- SUPPLIED MATERIAL:
• • •
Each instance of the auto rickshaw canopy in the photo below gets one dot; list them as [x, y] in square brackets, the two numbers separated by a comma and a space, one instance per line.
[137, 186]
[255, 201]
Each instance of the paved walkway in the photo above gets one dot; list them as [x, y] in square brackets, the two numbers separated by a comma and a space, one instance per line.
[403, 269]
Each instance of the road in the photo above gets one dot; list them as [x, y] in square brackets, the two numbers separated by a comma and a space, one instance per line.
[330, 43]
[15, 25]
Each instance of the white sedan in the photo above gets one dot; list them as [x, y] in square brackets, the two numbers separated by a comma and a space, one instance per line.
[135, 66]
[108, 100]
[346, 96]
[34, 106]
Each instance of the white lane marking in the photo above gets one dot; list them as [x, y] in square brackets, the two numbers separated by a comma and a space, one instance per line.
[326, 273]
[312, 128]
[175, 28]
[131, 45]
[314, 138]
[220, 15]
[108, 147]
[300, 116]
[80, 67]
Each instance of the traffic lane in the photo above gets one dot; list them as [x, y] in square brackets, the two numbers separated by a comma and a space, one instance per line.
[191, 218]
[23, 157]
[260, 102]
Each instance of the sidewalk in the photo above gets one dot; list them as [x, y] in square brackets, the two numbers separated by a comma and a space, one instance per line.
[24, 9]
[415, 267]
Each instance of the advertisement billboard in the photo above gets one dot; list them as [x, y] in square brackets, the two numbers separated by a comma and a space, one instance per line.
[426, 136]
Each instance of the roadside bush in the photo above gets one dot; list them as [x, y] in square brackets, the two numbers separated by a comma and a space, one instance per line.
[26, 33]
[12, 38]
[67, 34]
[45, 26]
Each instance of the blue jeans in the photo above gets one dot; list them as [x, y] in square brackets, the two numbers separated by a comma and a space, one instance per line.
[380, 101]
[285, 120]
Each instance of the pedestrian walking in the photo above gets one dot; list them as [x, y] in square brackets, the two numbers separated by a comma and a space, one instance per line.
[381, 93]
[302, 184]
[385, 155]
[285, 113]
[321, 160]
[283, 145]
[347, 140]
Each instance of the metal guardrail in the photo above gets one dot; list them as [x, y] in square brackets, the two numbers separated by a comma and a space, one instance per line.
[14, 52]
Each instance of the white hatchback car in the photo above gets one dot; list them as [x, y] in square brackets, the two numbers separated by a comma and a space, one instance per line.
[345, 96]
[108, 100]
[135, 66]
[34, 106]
• • •
- WORK REQUIRED:
Word for word, write out all of the data above.

- ANSWER FOR THIS EXERCISE:
Each instance of the auto rickshaw canopy in the photo below gets one dot; list them as [x, y] in square brackets, the two numbers separated by a comma and a space, one instance per line.
[137, 186]
[255, 201]
Each instance of the paved walkway in the photo above gets one dot; list them as [x, y] in square brackets, the two numbers separated by a comma and a space, one instance per line.
[403, 269]
Each instance of the road in the photo above gets one dot; list them as [x, y] in square brackets, the two numbers separated by a comma and a space, one instance per line.
[330, 43]
[15, 25]
Each instance of the white sedan in the photo above gets one dot; list them as [x, y] in square brackets, the two numbers separated by a comma and a space, one instance per line.
[135, 66]
[108, 100]
[346, 96]
[34, 106]
Each instance of the white lane marking in the photo above gets one dot; list them as [x, y] in square brackets, the two numbers separated by a comma and a space, one instance per line.
[326, 273]
[312, 128]
[175, 28]
[131, 45]
[314, 138]
[220, 15]
[108, 147]
[300, 116]
[80, 67]
Each instance of the traffic lane in the photo above gets one dot; list them as [x, y] in square brackets, the two numbers separated by a comma and a space, one instance per line.
[191, 218]
[23, 157]
[260, 102]
Each instance of the sidewalk in the photo above gets one dot; list them as [x, y] in square brackets, the two numbers separated by a comma and a space, one instance per line.
[24, 9]
[415, 267]
Each instance of the advertisement billboard in the photo above gets one dot; list them as [x, y] in square brackets, the two numbers separated by a comma and a space, one instance per line.
[426, 136]
Each instance of the roadside bush in the photo above gets one dot; list them as [x, y] in square brackets, the two numbers separated by a comma and a space, one instance per line.
[26, 33]
[12, 38]
[67, 34]
[45, 26]
Each instance of the blue jeans in the photo above gets one dot; list them as [x, y] in square brackets, the two numbers separated by a comma and a space, one instance per line.
[380, 101]
[285, 120]
Each instance of the pedestrian walking in the photo above gets one dot; list them as [x, y] in square brackets, the two numbers separated by a comma and a space, one instance per line.
[381, 93]
[302, 184]
[385, 155]
[285, 113]
[321, 160]
[283, 145]
[347, 140]
Each instance of the metal guardrail in the photo above gets one dot; list them as [x, y] in square brackets, the two numbers separated by a comma and a space, one instance per line.
[14, 52]
Each instance of the white hatchback car in the photo above gets one dot; list them as [x, y] in square brackets, the two numbers separated by a comma and a space, one instance per line.
[345, 96]
[108, 100]
[135, 66]
[34, 106]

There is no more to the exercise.